(Region pointing data)

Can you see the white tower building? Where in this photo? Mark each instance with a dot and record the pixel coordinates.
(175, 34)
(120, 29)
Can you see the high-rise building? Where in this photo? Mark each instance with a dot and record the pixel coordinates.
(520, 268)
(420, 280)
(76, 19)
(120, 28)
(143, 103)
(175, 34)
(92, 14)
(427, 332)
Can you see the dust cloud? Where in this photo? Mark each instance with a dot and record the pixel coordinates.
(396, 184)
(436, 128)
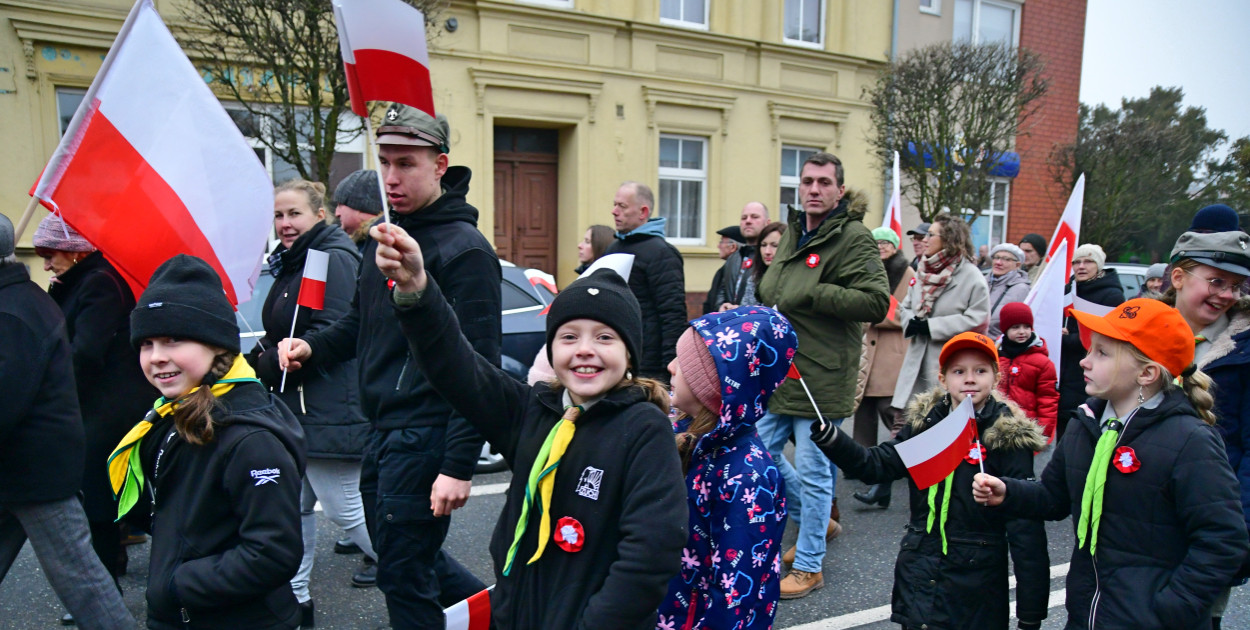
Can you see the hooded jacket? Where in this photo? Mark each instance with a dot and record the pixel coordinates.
(730, 568)
(619, 483)
(966, 588)
(659, 284)
(1029, 380)
(324, 398)
(394, 393)
(1171, 533)
(826, 289)
(224, 516)
(111, 390)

> Work to complete:
The answer is the records above, repeated exactly, with no picture in it.

> Written response:
Can you see the white tower building? Where in this photo? Mark each instance with a dot and record the pixel coordinates.
(175, 34)
(120, 29)
Can you see the high-rise building? Where in this photo? Mark each instance with a dot and record the pixel coordinates.
(520, 268)
(420, 280)
(76, 19)
(120, 28)
(143, 103)
(175, 34)
(92, 14)
(427, 332)
Can you see the dust cloud? Where in this photo? Mark each instance with a dot and record the pixel coordinates.
(396, 184)
(436, 128)
Can you see the hooded jacket? Where in this photo? Mark each instance with a dot and record the pixel coordinates.
(730, 568)
(619, 483)
(966, 588)
(659, 284)
(1029, 380)
(324, 398)
(394, 393)
(1171, 533)
(826, 289)
(224, 516)
(111, 390)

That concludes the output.